**INSTRUCTIONS TO FOLLOW**
Print the part of the entries that opens with the line containing "task | drop a marker on every instance of the multi-story" and closes with the line containing "column 344, row 223", both included, reproducing every line without changes and nothing else.

___ THE RECORDS ___

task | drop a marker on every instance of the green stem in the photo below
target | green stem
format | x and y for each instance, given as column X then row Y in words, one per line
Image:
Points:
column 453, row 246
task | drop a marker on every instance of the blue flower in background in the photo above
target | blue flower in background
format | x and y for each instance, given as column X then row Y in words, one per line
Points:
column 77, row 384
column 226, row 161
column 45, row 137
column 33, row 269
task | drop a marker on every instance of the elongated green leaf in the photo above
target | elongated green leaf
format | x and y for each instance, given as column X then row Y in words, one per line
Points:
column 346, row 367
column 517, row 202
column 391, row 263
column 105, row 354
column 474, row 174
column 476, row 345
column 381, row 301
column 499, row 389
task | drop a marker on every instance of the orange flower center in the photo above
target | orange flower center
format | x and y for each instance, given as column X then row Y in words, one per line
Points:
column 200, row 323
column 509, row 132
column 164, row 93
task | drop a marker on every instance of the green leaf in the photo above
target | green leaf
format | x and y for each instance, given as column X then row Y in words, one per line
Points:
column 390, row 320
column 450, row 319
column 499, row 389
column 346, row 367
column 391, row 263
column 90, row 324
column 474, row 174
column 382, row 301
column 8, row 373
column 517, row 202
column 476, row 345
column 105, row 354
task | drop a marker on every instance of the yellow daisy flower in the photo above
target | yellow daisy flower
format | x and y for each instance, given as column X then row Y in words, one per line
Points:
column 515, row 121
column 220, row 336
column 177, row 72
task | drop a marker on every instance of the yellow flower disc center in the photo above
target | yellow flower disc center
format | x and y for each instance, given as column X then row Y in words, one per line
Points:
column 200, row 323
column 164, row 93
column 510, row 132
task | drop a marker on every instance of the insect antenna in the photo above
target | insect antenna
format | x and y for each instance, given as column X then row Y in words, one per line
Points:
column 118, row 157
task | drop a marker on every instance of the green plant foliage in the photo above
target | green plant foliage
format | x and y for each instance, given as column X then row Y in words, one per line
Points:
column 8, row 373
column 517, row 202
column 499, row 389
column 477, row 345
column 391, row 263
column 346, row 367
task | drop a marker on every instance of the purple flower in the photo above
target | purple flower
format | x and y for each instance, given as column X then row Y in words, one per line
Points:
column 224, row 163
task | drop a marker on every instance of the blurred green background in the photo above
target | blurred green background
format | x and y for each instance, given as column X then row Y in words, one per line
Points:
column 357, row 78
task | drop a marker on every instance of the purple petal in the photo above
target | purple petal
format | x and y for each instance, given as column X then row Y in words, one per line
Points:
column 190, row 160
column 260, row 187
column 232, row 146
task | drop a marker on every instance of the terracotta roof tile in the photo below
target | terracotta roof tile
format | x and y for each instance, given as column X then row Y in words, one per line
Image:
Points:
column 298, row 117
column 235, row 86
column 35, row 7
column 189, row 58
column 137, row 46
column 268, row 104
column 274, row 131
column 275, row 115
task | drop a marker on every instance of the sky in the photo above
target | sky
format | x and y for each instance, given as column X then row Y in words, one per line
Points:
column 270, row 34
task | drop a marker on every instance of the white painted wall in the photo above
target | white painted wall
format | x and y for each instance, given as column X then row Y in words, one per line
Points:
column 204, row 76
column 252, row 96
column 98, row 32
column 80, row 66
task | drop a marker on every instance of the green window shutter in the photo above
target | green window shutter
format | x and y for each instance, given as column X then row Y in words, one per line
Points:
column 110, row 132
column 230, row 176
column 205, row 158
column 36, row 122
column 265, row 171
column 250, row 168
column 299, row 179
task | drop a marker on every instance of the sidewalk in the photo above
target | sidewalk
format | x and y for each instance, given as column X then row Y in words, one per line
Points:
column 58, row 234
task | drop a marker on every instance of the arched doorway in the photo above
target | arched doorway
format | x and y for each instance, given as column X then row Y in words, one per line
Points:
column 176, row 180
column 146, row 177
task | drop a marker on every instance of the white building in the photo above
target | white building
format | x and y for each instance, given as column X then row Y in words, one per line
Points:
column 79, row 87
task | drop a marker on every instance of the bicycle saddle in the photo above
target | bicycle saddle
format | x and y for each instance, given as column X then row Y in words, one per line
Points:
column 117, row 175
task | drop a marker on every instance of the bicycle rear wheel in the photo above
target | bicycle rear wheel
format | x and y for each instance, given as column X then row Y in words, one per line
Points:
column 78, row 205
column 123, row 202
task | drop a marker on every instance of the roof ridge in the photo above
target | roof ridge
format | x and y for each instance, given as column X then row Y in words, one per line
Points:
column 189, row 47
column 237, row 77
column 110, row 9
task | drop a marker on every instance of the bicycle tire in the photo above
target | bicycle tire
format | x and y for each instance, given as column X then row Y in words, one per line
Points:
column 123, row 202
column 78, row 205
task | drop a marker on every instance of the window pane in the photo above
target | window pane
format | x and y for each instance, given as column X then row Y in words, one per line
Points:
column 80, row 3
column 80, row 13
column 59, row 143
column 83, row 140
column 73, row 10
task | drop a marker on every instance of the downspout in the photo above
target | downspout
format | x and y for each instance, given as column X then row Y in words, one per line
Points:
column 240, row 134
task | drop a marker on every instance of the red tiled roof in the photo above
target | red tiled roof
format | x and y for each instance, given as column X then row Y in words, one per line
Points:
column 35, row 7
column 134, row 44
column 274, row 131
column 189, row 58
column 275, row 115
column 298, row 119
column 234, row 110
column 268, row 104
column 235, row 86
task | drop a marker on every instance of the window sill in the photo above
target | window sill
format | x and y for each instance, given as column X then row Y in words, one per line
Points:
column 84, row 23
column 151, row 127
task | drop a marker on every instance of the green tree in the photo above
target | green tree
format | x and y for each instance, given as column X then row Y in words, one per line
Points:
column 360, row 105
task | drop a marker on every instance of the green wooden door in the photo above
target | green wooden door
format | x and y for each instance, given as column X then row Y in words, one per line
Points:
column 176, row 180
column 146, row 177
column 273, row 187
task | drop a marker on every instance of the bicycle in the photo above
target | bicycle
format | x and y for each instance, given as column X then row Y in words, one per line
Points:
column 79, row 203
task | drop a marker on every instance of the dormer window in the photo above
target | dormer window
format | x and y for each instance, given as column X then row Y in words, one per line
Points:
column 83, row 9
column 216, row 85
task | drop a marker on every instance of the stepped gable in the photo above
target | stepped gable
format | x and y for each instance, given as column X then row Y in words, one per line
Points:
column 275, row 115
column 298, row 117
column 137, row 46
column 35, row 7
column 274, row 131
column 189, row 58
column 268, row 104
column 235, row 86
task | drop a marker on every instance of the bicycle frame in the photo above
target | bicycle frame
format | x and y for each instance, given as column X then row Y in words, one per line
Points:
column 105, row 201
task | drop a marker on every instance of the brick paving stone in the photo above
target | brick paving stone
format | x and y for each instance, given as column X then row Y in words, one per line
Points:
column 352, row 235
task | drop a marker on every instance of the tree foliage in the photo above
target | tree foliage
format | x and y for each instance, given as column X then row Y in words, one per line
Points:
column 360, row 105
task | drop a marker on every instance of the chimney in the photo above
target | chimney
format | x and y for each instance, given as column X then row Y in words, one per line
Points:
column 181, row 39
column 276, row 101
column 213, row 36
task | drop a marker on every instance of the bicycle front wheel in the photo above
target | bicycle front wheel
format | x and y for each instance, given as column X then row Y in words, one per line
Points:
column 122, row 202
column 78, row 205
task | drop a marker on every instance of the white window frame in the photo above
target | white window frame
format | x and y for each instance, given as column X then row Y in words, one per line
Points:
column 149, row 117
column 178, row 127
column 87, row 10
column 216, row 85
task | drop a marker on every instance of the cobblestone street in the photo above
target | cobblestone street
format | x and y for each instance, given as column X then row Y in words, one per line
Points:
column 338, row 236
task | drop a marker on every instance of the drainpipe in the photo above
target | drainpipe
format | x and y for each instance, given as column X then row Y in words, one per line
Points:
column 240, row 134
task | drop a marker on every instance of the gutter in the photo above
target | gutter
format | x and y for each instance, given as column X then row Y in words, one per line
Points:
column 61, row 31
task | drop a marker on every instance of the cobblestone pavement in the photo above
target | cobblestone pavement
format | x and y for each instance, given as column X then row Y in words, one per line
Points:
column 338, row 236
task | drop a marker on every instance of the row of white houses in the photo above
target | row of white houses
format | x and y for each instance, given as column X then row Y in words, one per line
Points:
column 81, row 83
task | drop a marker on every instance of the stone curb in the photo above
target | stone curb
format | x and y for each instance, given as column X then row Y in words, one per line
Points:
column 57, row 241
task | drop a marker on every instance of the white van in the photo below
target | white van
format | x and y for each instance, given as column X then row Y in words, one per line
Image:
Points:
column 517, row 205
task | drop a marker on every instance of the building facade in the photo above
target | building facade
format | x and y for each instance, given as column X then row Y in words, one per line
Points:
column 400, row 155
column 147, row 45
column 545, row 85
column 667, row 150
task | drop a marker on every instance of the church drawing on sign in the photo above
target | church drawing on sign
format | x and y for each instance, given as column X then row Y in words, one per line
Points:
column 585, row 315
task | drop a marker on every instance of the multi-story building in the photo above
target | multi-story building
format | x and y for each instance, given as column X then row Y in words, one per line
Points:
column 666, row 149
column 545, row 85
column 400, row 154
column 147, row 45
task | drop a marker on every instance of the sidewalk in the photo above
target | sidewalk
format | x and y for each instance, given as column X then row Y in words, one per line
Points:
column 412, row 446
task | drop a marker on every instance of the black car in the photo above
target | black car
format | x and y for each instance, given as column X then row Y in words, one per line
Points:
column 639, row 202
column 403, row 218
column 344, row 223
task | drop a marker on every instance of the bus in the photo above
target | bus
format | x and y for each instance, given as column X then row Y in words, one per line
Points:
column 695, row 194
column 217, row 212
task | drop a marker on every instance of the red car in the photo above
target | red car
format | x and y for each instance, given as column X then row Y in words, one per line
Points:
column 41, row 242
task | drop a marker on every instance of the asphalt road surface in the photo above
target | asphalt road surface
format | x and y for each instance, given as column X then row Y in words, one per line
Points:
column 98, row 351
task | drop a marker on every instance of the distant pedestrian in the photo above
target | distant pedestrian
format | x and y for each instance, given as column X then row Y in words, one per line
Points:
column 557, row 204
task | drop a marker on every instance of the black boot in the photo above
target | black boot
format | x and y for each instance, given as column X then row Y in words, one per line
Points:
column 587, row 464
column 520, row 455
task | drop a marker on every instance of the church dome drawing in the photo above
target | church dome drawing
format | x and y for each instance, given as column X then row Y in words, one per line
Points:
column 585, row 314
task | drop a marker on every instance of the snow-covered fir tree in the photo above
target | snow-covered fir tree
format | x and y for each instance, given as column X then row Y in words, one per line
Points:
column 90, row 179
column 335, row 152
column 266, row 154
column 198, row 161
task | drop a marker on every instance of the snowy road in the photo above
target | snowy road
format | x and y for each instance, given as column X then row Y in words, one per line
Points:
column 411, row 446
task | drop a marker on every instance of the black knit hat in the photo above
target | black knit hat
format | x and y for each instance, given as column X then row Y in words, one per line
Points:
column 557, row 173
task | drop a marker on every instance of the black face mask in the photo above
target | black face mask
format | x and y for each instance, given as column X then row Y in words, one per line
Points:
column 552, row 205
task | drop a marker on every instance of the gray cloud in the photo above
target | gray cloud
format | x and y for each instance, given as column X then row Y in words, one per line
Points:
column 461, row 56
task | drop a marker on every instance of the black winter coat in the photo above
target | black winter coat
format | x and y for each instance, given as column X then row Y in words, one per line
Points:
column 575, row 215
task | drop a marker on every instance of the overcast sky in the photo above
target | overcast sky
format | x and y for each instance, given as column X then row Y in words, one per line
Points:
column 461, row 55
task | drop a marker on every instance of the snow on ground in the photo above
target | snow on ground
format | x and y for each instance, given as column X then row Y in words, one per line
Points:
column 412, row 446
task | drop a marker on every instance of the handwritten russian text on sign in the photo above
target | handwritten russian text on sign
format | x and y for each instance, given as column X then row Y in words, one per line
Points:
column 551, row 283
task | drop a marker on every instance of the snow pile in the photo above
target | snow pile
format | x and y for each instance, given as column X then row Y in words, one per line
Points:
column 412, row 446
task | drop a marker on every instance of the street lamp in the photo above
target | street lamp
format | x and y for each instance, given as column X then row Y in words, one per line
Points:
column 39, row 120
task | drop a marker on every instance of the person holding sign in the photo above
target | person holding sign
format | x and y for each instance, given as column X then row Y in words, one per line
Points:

___

**COMPLETE OUTPUT**
task | drop a marker on every instance of the multi-story building in the photo above
target | multi-story building
format | x and y for each instance, given as column X then row Y in words, one per line
Points:
column 666, row 149
column 545, row 85
column 400, row 154
column 147, row 45
task | drop a marker on every instance of the sidewalk in the photo above
target | sidewalk
format | x and y for each instance, given as column X then row Y in words, one per line
Points:
column 412, row 446
task | drop a marker on every instance of the black car in the photo above
target | black car
format | x and y for each instance, given as column X then row Y in words, one per line
Points:
column 639, row 202
column 403, row 218
column 344, row 223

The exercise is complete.